Rewrite the records below with "rough mask" swapped for "coarse mask" everywhere and everything else left as it is. Leave the pictures out of your answer.

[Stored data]
* * * * * * * * *

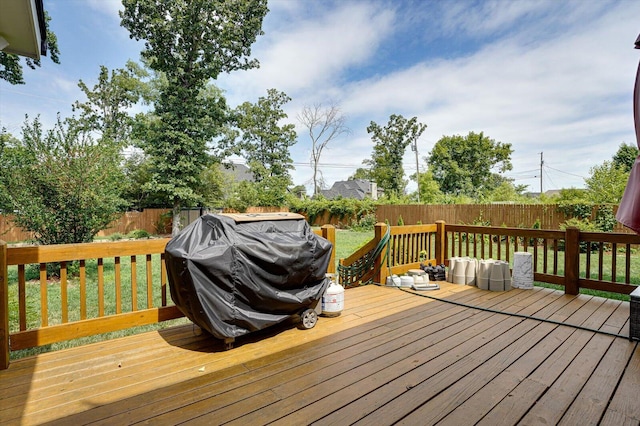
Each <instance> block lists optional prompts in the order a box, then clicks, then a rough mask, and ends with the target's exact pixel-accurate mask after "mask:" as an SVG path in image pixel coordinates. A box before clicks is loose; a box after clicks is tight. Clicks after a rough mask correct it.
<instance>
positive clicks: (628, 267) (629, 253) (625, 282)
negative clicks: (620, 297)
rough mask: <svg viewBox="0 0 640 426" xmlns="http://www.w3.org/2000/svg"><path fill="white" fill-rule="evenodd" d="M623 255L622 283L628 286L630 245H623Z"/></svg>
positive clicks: (628, 282) (630, 265)
mask: <svg viewBox="0 0 640 426" xmlns="http://www.w3.org/2000/svg"><path fill="white" fill-rule="evenodd" d="M624 254H625V256H624V258H625V263H624V282H625V284H629V283H630V282H631V244H626V245H625V250H624Z"/></svg>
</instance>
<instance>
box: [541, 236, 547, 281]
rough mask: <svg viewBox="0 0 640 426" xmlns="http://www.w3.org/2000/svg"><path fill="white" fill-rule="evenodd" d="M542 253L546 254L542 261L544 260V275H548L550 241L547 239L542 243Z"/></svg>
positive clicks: (543, 268)
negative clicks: (549, 245)
mask: <svg viewBox="0 0 640 426" xmlns="http://www.w3.org/2000/svg"><path fill="white" fill-rule="evenodd" d="M542 251H543V252H544V254H543V256H542V259H543V265H542V273H543V274H546V273H548V272H547V271H548V270H549V240H548V239H547V238H545V239H544V241H543V242H542Z"/></svg>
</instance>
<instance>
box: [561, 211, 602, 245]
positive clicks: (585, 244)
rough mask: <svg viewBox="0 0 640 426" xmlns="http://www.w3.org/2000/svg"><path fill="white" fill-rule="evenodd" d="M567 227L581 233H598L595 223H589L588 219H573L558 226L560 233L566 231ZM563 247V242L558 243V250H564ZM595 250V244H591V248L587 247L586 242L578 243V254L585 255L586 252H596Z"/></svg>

* * * * * * * * *

- **RESULT BELOW**
Each <instance> block lists optional prompts in the order a box, then clicks, then a coarse mask, and ends with the target's exact pixel-accurate mask after "mask:" as an SVG path in image pixel coordinates. A box before clicks is loose; a box after clicks is tight. Clicks after a coarse mask correct it.
<instance>
positive clicks: (628, 267) (629, 253) (625, 282)
negative clicks: (620, 297)
coarse mask: <svg viewBox="0 0 640 426" xmlns="http://www.w3.org/2000/svg"><path fill="white" fill-rule="evenodd" d="M623 255L622 283L628 286L630 245H623Z"/></svg>
positive clicks: (628, 282) (630, 265)
mask: <svg viewBox="0 0 640 426" xmlns="http://www.w3.org/2000/svg"><path fill="white" fill-rule="evenodd" d="M624 254H625V256H624V258H625V263H624V282H625V284H629V283H630V282H631V244H626V245H625V250H624Z"/></svg>
</instance>
<instance>
box: [541, 236, 547, 281]
coarse mask: <svg viewBox="0 0 640 426" xmlns="http://www.w3.org/2000/svg"><path fill="white" fill-rule="evenodd" d="M542 253L546 254L542 261L544 260V275H548L550 241L547 239L542 243Z"/></svg>
positive clicks: (543, 268)
negative clicks: (549, 245)
mask: <svg viewBox="0 0 640 426" xmlns="http://www.w3.org/2000/svg"><path fill="white" fill-rule="evenodd" d="M542 251H543V252H544V254H543V256H542V259H543V265H542V273H543V274H546V273H548V272H547V271H548V270H549V240H548V239H547V238H545V239H544V241H543V242H542Z"/></svg>
</instance>
<instance>
box: [561, 211, 602, 245]
positive clicks: (585, 244)
coarse mask: <svg viewBox="0 0 640 426" xmlns="http://www.w3.org/2000/svg"><path fill="white" fill-rule="evenodd" d="M567 227L581 233H598L595 223H589L588 219H573L558 226L560 233L566 231ZM563 247V242L558 243V250H564ZM595 250V244H591V248L587 247L586 242L578 243V254L585 255L586 252H596Z"/></svg>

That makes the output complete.